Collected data
-- Opening Marker --

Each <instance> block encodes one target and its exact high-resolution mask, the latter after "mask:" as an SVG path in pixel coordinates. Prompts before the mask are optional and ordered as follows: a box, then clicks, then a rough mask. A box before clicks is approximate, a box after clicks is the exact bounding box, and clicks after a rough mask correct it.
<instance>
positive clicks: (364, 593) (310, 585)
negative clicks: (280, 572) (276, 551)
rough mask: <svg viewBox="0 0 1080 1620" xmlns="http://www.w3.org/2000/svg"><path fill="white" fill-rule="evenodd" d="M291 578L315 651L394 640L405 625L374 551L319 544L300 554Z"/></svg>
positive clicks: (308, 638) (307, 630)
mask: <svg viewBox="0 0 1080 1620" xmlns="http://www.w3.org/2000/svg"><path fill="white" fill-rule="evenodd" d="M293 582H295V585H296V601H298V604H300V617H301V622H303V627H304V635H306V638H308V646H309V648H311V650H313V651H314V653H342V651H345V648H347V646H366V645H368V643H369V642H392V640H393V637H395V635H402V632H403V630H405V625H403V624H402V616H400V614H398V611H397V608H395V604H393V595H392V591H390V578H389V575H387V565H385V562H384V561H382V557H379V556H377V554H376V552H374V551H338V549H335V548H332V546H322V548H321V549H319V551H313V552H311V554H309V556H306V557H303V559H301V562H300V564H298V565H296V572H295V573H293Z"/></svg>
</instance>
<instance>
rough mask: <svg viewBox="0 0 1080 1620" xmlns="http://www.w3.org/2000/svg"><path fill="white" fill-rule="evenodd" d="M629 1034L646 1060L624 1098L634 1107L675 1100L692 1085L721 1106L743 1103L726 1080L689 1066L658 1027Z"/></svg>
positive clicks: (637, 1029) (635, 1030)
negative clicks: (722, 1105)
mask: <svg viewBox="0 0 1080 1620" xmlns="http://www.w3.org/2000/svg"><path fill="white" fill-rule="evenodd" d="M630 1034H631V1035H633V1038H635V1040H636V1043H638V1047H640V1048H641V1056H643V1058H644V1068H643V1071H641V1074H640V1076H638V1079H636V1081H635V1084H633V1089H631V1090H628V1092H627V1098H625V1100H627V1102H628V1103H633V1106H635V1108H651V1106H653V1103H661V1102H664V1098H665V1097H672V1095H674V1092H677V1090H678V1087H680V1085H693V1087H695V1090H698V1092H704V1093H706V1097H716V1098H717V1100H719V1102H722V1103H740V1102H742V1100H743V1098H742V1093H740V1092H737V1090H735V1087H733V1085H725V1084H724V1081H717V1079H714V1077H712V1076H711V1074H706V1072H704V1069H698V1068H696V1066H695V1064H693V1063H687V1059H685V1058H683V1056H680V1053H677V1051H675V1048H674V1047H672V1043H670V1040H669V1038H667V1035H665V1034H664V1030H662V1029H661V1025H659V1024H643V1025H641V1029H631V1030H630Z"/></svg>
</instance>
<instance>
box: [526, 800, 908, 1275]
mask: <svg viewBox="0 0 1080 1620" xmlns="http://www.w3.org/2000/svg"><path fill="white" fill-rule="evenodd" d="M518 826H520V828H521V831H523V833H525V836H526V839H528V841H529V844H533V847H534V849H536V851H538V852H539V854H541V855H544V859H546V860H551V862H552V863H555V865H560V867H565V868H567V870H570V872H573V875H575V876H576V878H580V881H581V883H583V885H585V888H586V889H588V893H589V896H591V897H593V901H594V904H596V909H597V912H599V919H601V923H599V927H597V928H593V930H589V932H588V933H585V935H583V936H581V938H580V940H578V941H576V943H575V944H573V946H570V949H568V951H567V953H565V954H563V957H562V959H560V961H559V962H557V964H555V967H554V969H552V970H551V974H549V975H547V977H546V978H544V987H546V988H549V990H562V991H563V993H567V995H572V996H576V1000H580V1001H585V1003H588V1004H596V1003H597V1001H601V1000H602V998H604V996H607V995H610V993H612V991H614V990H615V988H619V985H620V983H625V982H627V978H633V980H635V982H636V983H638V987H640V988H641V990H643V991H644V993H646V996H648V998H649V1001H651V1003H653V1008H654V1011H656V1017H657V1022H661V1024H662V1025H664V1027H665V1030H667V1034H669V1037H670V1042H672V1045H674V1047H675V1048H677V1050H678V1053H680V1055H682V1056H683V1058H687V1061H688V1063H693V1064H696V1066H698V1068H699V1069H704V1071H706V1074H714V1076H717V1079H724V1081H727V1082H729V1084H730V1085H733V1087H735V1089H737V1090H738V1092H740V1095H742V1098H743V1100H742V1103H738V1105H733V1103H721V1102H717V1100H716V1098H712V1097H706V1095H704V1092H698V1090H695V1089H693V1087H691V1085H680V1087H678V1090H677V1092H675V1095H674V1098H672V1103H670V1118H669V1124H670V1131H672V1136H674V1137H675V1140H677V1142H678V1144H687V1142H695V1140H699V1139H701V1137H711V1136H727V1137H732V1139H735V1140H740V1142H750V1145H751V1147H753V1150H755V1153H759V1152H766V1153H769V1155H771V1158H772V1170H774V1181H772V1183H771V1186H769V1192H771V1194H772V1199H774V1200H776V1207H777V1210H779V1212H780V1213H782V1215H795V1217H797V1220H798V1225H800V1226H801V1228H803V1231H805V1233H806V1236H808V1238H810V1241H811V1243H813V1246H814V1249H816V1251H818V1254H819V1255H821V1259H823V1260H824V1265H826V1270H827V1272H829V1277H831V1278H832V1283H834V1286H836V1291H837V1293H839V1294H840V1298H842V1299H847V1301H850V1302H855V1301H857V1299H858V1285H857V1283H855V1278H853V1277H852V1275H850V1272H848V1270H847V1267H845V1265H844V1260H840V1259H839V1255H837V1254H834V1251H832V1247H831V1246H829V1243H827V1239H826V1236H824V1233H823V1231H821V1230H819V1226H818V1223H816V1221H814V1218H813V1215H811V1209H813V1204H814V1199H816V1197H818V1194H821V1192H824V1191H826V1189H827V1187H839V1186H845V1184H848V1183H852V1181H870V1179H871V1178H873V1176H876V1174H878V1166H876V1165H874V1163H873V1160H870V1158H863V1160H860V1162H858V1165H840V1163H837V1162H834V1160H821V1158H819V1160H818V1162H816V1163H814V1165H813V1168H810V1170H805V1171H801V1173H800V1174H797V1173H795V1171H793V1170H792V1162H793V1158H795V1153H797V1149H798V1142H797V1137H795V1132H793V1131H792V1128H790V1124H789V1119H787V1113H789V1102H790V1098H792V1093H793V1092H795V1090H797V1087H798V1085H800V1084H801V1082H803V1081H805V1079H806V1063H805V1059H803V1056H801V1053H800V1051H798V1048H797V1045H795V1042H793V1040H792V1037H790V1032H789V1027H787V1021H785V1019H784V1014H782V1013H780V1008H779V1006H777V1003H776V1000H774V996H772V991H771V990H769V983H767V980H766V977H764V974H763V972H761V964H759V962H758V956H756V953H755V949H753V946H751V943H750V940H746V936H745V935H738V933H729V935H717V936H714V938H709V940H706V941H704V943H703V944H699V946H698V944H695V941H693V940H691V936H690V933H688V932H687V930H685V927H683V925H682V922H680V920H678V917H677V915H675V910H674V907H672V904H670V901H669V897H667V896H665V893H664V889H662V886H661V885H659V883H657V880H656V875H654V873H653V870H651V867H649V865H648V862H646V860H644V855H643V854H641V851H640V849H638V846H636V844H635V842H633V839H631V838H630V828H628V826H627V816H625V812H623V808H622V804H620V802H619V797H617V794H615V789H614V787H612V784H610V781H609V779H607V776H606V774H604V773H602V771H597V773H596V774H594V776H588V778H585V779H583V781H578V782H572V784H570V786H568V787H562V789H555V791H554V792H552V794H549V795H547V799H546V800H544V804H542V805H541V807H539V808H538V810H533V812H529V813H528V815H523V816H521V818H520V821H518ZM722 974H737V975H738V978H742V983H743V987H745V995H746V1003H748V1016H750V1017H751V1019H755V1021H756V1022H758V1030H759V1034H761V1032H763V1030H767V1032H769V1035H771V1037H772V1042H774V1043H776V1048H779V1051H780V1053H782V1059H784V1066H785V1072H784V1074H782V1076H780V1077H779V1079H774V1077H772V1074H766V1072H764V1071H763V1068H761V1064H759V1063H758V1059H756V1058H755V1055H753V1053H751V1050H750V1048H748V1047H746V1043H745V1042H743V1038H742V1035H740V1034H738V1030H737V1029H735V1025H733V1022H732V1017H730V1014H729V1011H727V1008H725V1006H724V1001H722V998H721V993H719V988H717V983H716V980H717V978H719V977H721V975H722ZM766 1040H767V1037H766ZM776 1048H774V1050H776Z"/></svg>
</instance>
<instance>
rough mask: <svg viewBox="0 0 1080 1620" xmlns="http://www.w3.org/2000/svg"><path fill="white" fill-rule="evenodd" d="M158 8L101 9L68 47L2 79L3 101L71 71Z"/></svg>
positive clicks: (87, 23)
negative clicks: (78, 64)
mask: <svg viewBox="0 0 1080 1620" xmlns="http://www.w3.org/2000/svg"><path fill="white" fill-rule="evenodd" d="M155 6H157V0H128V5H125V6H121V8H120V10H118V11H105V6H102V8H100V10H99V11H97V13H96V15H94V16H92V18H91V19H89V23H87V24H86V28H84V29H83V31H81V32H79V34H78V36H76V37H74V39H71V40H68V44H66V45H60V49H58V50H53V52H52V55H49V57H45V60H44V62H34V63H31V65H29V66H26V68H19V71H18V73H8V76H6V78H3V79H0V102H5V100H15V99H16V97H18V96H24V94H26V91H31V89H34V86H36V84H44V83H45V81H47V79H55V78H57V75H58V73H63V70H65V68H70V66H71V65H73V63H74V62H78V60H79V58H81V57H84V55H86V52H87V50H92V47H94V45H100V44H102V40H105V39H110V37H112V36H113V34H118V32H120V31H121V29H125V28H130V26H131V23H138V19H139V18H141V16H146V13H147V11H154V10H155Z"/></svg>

-- Closing Marker --

| YOUR ASSIGNMENT |
Of all the entries above, output exactly the lines between the one holding "578L315 651L394 640L405" and the one holding "positive clicks: (637, 1029) (635, 1030)", inclusive.

| RESULT FOR THIS TASK |
rough mask: <svg viewBox="0 0 1080 1620" xmlns="http://www.w3.org/2000/svg"><path fill="white" fill-rule="evenodd" d="M291 578L315 651L394 640L405 625L374 551L319 544L300 554Z"/></svg>
positive clicks: (308, 638) (307, 630)
mask: <svg viewBox="0 0 1080 1620" xmlns="http://www.w3.org/2000/svg"><path fill="white" fill-rule="evenodd" d="M293 582H295V585H296V601H298V604H300V617H301V622H303V627H304V635H306V638H308V646H309V648H311V650H313V651H314V653H342V651H345V648H347V646H366V645H368V643H369V642H392V640H393V637H395V635H402V632H403V630H405V625H403V624H402V616H400V614H398V611H397V608H395V604H393V595H392V591H390V578H389V575H387V565H385V562H384V561H382V557H379V556H377V554H376V552H374V551H338V549H335V548H332V546H322V548H321V549H319V551H313V552H311V554H309V556H306V557H303V559H301V562H300V564H298V565H296V572H295V573H293Z"/></svg>
</instance>
<instance>
rough mask: <svg viewBox="0 0 1080 1620" xmlns="http://www.w3.org/2000/svg"><path fill="white" fill-rule="evenodd" d="M629 1034L646 1060L624 1098L634 1107L675 1100L692 1085L721 1106L743 1103L726 1080L689 1066L658 1027Z"/></svg>
positive clicks: (637, 1029) (635, 1030)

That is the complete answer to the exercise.